**Short problem 1:** Write out the passage of the VM status post from "Regarding VM status" up to and including "is clearly broken?", without altering it.

**Document section:**
• • • •

Regarding VM status changes, I can see that: - With NFS, the VM switches to NotResponding and this is the last status change in the provided Engine log. - With GlusterFS, there are two VMs, each of them switches to NotResponding and then after a while to Up. GlusterFS logs don't report anything after the second failure. In both the cases the causes of status changes to NotResponding seem to be stuck libvirt calls. The VMs switch to Up status with GlusterFS once libvirt starts reporting VM stats again. Unless there is some less or more regular status flipping or an obviously incorrect reporting, I'm afraid we can't do anything about that. Polina, could you please clarify whether some of the currently observed behavior is clearly broken?

• • • •

**The data:**
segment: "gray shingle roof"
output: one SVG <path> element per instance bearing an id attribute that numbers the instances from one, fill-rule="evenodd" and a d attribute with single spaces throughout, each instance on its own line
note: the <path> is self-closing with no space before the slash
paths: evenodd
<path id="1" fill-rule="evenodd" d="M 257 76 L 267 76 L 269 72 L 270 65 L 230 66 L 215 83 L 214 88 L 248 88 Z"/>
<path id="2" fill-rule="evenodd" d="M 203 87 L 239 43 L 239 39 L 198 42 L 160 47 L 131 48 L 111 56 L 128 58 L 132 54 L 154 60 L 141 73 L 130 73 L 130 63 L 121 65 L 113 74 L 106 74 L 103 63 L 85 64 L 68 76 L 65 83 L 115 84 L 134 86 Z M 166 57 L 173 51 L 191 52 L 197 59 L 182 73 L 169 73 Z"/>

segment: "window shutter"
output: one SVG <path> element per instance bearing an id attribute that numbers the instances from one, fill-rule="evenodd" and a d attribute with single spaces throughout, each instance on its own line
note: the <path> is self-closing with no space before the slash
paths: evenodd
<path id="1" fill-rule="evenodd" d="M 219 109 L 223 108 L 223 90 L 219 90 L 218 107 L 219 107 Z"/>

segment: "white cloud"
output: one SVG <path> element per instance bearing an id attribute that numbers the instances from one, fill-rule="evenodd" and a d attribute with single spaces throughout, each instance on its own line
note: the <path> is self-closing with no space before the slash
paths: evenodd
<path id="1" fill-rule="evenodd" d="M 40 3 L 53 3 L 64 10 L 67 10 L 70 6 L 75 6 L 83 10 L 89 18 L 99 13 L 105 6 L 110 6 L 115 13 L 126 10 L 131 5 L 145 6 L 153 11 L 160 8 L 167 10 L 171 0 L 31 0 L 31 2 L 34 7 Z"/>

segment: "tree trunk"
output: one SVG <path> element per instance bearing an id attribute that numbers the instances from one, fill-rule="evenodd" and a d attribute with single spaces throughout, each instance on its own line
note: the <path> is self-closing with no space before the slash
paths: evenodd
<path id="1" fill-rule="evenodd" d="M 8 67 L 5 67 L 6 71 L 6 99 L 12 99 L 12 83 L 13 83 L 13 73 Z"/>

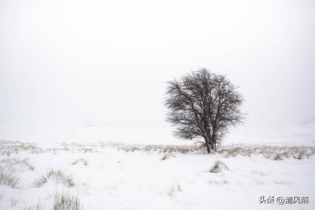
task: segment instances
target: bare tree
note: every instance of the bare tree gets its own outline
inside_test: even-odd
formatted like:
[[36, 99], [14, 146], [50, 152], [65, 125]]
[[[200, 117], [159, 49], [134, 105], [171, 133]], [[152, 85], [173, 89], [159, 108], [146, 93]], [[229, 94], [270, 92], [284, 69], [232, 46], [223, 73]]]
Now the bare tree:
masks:
[[245, 119], [244, 97], [226, 74], [199, 68], [166, 83], [166, 121], [176, 127], [174, 135], [202, 143], [208, 153]]

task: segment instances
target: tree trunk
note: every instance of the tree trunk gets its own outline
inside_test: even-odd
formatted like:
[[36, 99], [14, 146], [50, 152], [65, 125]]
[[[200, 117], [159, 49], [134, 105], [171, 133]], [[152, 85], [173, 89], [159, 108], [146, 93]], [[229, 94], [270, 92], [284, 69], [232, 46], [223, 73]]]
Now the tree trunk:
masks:
[[212, 139], [211, 139], [211, 149], [214, 151], [216, 151], [216, 138], [215, 137], [215, 134], [214, 133], [212, 135]]
[[204, 139], [206, 141], [206, 146], [207, 146], [207, 151], [208, 153], [211, 153], [211, 147], [210, 144], [209, 142], [209, 139], [207, 137], [204, 137]]

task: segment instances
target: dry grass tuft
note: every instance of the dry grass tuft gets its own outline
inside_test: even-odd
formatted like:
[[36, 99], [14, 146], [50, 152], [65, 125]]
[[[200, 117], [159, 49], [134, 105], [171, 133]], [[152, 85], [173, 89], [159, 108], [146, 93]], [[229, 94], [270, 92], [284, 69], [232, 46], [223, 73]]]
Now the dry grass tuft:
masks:
[[14, 166], [17, 170], [23, 171], [25, 168], [27, 170], [33, 170], [35, 167], [30, 163], [28, 158], [22, 159], [20, 158], [8, 158], [0, 160], [0, 166], [2, 167]]
[[285, 182], [283, 181], [280, 181], [278, 182], [274, 181], [273, 182], [276, 184], [283, 184], [285, 185], [288, 185], [290, 184], [293, 184], [291, 182], [289, 181]]
[[83, 209], [80, 203], [78, 192], [73, 195], [68, 190], [61, 193], [56, 191], [53, 202], [53, 210], [80, 210]]
[[69, 187], [75, 185], [72, 173], [66, 175], [64, 171], [61, 169], [55, 169], [51, 168], [47, 170], [45, 174], [35, 179], [32, 182], [33, 185], [36, 187], [40, 187], [47, 183], [48, 179], [51, 178], [56, 184], [62, 183]]
[[43, 153], [41, 148], [36, 146], [35, 143], [21, 143], [17, 141], [0, 141], [0, 151], [2, 155], [10, 156], [12, 153], [18, 154], [20, 151], [28, 152], [31, 154]]
[[212, 167], [209, 170], [211, 173], [218, 173], [222, 171], [229, 171], [229, 168], [225, 163], [220, 161], [218, 160], [215, 162]]
[[220, 185], [228, 184], [229, 181], [226, 179], [222, 179], [220, 181], [219, 181], [210, 180], [208, 181], [208, 183], [211, 184]]
[[72, 165], [75, 165], [79, 162], [81, 162], [82, 164], [85, 166], [88, 165], [88, 161], [82, 158], [76, 159], [71, 164]]
[[12, 188], [18, 188], [20, 186], [21, 181], [20, 177], [16, 174], [17, 169], [12, 166], [0, 167], [0, 185], [7, 185]]
[[173, 180], [173, 184], [170, 187], [167, 194], [170, 196], [173, 196], [174, 195], [174, 193], [175, 191], [183, 192], [183, 188], [182, 188], [180, 183], [178, 179], [177, 180], [176, 184], [174, 183], [174, 180]]
[[307, 146], [238, 144], [221, 146], [217, 152], [224, 155], [225, 157], [234, 157], [238, 155], [250, 157], [253, 154], [261, 154], [271, 160], [281, 160], [290, 157], [296, 159], [309, 158], [315, 154], [315, 149]]
[[162, 160], [166, 160], [166, 159], [169, 159], [171, 157], [176, 157], [176, 156], [174, 155], [173, 154], [169, 153], [168, 154], [166, 154], [162, 158]]

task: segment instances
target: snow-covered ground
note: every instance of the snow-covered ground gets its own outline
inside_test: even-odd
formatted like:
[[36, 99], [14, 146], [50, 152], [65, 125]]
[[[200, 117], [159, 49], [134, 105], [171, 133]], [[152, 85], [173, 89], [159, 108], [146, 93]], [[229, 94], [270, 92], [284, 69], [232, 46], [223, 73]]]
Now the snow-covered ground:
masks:
[[[83, 122], [1, 128], [2, 175], [18, 178], [2, 179], [3, 209], [52, 209], [68, 197], [84, 209], [315, 209], [313, 122], [233, 131], [222, 148], [226, 151], [211, 154], [173, 138], [167, 126]], [[231, 144], [239, 143], [247, 144]], [[228, 168], [209, 172], [218, 160]], [[270, 196], [274, 203], [260, 203], [260, 196]], [[280, 196], [309, 201], [279, 205]]]

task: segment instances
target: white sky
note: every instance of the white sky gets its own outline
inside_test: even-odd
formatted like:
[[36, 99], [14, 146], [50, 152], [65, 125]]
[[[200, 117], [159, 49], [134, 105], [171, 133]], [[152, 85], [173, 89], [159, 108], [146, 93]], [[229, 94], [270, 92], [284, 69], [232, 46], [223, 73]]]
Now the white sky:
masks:
[[162, 123], [163, 81], [198, 66], [247, 125], [314, 120], [314, 37], [312, 0], [0, 0], [0, 122]]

• • • •

**Short problem 2:** Rewrite the records from their first line up to and including the line with "257 76 L 267", putting "red tile roof" in place of "gray shingle roof" and leaving everything else as it is. Give only those lines.

**Complete response 1:**
Regarding VM status changes, I can see that: - With NFS, the VM switches to NotResponding and this is the last status change in the provided Engine log. - With GlusterFS, there are two VMs, each of them switches to NotResponding and then after a while to Up. GlusterFS logs don't report anything after the second failure. In both the cases the causes of status changes to NotResponding seem to be stuck libvirt calls. The VMs switch to Up status with GlusterFS once libvirt starts reporting VM stats again. Unless there is some less or more regular status flipping or an obviously incorrect reporting, I'm afraid we can't do anything about that. Polina, could you please clarify whether some of the currently observed behavior is clearly broken?

**Complete response 2:**
segment: "red tile roof"
output: one SVG <path> element per instance bearing an id attribute that numbers the instances from one, fill-rule="evenodd" and a d attribute with single spaces throughout, each instance on its own line
note: the <path> is self-closing with no space before the slash
paths: evenodd
<path id="1" fill-rule="evenodd" d="M 257 76 L 267 76 L 269 72 L 270 65 L 230 66 L 215 83 L 214 88 L 248 88 Z"/>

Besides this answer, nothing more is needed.